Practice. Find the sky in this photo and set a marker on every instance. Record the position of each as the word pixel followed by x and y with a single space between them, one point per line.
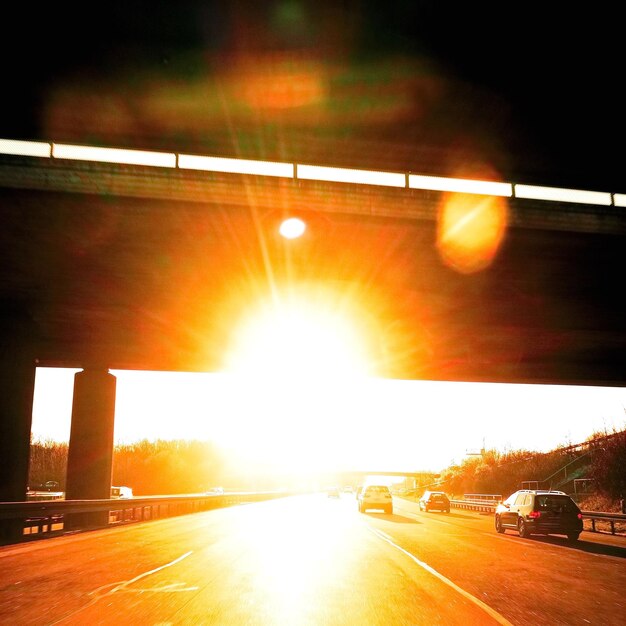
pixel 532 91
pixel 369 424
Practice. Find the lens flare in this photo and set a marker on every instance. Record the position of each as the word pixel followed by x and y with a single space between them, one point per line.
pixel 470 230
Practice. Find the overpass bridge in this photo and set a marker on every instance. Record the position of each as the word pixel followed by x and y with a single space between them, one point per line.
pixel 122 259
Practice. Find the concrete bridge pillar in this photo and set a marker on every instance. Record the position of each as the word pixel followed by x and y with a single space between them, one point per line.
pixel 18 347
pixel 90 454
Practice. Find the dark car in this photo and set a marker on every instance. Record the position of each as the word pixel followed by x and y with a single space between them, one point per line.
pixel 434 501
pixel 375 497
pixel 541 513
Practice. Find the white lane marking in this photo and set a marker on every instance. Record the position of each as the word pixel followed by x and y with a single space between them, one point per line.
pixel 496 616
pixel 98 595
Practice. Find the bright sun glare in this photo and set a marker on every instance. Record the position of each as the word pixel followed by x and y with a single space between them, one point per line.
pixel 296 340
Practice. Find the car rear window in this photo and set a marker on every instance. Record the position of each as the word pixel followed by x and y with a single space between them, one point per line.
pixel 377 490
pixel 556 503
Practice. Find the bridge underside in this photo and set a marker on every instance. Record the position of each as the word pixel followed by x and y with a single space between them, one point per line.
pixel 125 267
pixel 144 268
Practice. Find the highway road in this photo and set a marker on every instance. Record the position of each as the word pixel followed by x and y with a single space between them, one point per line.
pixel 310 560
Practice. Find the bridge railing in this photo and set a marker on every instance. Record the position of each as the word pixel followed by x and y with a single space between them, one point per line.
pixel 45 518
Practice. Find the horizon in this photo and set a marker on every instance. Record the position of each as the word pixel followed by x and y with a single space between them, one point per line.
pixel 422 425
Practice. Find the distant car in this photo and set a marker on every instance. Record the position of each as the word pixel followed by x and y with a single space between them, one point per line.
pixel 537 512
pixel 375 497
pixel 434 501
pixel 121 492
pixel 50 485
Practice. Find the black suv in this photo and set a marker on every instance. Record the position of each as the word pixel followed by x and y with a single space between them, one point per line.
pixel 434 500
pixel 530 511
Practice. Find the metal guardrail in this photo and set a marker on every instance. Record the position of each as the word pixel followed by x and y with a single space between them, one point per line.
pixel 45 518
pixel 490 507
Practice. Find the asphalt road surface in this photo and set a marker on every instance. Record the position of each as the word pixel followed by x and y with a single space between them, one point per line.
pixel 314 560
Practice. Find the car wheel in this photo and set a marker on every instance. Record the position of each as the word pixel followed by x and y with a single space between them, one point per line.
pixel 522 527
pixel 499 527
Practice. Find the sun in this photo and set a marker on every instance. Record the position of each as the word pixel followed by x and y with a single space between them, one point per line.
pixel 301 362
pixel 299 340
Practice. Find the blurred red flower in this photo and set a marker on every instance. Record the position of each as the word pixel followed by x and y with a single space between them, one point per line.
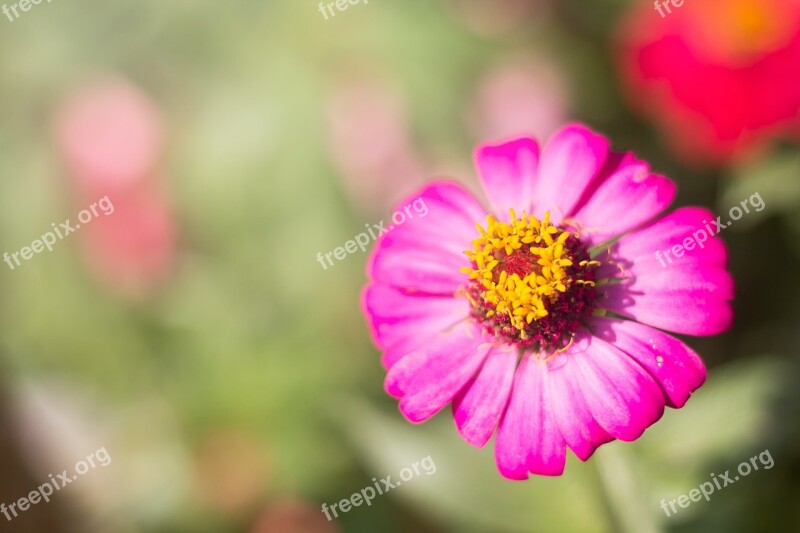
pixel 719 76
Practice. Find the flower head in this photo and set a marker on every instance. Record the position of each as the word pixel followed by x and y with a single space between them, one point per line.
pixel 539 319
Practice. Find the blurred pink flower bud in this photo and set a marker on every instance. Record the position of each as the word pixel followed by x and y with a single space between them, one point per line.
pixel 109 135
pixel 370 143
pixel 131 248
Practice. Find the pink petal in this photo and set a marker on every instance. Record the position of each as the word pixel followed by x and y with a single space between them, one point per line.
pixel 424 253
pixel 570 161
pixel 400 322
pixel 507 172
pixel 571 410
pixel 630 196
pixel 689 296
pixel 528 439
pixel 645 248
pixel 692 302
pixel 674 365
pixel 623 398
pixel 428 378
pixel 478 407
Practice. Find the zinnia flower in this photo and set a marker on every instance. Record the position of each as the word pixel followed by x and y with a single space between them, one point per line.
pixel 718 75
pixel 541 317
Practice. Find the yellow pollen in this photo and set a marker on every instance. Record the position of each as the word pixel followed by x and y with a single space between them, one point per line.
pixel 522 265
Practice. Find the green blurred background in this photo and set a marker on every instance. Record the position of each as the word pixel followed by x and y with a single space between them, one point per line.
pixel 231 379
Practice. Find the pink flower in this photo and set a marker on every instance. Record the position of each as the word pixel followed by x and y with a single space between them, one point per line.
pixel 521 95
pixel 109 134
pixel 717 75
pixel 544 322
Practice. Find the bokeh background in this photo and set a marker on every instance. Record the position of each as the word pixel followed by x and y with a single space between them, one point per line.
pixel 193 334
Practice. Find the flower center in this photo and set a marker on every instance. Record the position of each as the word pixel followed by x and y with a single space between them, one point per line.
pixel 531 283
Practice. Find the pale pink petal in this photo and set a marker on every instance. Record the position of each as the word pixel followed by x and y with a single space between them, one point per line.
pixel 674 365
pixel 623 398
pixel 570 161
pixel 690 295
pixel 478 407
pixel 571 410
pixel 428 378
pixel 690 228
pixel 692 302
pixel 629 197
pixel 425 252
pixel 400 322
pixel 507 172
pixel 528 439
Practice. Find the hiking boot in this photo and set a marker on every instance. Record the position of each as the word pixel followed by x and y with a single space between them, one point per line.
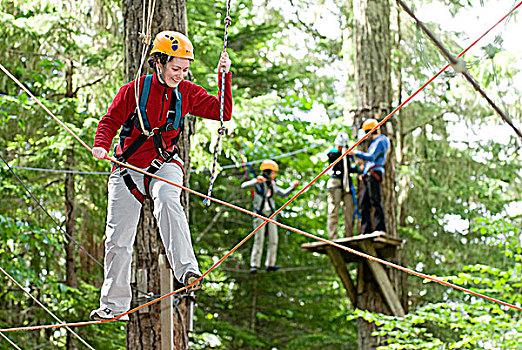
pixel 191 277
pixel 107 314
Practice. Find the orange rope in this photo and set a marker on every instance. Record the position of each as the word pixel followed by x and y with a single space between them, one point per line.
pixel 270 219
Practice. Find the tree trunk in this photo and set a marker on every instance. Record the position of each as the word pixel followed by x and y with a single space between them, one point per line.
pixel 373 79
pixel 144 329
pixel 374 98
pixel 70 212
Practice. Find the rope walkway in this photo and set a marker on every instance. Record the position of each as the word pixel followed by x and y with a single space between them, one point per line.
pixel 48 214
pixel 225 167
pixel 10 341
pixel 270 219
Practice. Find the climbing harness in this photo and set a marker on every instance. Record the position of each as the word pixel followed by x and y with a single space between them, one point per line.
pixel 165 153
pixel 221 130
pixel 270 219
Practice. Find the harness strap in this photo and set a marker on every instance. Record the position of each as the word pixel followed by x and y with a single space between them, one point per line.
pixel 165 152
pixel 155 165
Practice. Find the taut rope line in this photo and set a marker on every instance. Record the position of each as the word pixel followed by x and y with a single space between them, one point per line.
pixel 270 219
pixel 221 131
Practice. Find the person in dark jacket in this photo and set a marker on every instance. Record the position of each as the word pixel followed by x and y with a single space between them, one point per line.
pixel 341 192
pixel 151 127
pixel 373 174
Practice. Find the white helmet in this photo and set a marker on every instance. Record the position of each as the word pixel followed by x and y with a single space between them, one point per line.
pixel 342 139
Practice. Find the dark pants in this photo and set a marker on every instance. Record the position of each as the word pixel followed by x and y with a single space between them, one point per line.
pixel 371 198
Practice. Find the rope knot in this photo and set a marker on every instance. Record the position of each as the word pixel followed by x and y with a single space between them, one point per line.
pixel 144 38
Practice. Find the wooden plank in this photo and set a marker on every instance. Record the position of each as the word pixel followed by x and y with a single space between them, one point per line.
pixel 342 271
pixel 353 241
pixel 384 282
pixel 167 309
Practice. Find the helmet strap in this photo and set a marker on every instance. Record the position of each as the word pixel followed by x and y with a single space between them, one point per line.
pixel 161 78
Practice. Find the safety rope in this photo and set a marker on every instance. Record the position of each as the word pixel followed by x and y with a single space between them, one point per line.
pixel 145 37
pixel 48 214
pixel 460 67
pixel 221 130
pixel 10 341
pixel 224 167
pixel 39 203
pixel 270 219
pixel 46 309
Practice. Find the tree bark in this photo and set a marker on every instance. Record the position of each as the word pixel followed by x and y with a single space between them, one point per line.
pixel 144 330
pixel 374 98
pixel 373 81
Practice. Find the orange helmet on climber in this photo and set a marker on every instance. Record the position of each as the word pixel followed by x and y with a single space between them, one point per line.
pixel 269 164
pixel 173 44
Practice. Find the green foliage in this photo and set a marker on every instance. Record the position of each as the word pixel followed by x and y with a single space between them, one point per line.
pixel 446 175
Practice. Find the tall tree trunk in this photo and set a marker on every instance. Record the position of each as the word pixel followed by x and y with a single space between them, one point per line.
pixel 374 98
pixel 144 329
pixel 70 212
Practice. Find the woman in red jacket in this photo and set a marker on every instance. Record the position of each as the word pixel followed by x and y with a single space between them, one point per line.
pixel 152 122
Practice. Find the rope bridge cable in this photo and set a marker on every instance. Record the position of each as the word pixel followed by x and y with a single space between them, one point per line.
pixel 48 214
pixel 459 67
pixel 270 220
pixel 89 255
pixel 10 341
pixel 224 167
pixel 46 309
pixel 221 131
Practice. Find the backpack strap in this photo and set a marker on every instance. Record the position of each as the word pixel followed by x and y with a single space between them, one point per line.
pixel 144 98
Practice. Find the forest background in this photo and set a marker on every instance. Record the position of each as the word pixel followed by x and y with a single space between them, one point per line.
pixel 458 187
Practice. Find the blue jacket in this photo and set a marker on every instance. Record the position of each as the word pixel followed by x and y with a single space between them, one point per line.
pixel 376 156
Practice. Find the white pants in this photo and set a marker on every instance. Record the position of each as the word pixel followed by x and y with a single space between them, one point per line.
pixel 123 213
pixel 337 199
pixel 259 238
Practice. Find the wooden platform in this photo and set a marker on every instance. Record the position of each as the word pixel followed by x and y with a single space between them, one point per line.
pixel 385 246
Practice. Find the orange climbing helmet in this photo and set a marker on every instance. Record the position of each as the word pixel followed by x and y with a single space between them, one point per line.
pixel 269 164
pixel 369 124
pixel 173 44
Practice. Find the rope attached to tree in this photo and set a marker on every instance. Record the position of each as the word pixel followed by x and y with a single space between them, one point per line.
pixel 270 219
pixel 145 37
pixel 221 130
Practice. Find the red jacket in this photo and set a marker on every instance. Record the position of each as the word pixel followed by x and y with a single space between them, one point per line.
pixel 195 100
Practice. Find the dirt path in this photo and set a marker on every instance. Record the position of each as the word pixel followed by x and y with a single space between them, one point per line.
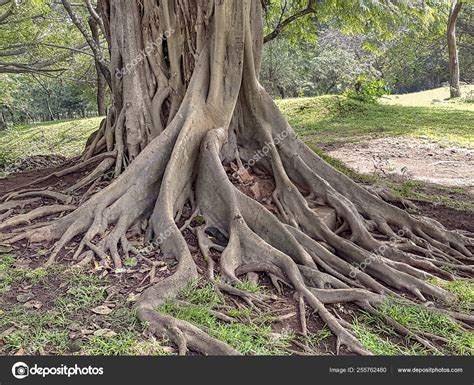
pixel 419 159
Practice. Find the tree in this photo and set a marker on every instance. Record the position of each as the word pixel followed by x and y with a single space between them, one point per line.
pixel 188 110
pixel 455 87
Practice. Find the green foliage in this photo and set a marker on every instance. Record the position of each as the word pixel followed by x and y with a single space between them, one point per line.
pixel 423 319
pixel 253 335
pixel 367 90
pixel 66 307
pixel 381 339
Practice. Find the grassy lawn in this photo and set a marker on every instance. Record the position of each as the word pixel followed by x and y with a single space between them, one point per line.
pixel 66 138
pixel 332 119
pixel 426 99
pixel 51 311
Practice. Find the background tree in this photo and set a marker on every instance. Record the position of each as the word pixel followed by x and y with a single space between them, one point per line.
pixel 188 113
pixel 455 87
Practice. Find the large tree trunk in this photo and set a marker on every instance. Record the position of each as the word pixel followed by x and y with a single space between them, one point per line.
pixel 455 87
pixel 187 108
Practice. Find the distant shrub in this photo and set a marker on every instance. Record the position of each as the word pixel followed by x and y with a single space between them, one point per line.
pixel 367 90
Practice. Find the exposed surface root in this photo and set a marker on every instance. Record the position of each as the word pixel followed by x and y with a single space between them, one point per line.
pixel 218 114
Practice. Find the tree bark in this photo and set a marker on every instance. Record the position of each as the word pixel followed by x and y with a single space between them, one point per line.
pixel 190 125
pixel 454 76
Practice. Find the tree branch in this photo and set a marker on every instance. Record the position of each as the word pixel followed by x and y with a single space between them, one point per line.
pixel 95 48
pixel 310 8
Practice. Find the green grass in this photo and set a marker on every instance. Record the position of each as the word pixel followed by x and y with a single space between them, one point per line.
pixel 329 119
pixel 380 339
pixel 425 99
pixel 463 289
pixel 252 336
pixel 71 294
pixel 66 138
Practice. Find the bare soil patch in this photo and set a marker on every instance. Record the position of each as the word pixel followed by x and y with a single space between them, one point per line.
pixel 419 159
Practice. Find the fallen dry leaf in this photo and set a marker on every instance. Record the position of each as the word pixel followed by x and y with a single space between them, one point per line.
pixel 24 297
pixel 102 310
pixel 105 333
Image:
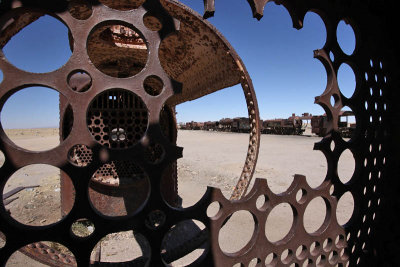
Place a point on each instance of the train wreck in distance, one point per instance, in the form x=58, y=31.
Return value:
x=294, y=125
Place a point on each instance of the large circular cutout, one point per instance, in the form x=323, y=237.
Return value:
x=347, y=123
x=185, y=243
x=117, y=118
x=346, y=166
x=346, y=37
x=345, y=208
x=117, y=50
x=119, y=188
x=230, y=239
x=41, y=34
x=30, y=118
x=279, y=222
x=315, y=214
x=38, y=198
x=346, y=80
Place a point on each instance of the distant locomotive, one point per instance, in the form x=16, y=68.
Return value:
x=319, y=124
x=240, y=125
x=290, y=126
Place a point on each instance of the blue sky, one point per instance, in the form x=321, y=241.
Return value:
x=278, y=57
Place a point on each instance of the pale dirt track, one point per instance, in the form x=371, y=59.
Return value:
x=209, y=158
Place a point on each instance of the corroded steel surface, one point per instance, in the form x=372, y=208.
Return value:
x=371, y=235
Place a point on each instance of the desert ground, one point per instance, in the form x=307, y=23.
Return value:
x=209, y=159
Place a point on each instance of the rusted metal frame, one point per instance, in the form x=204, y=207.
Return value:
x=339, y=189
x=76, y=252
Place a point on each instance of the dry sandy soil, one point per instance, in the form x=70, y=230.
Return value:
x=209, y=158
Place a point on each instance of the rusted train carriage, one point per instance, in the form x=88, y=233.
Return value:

◇ ◇ ◇ ◇ ◇ ◇ ◇

■ **Your goal**: Your answer should be a single number: the count of lines in the listing that hold "rusted".

■ **Answer box**: 2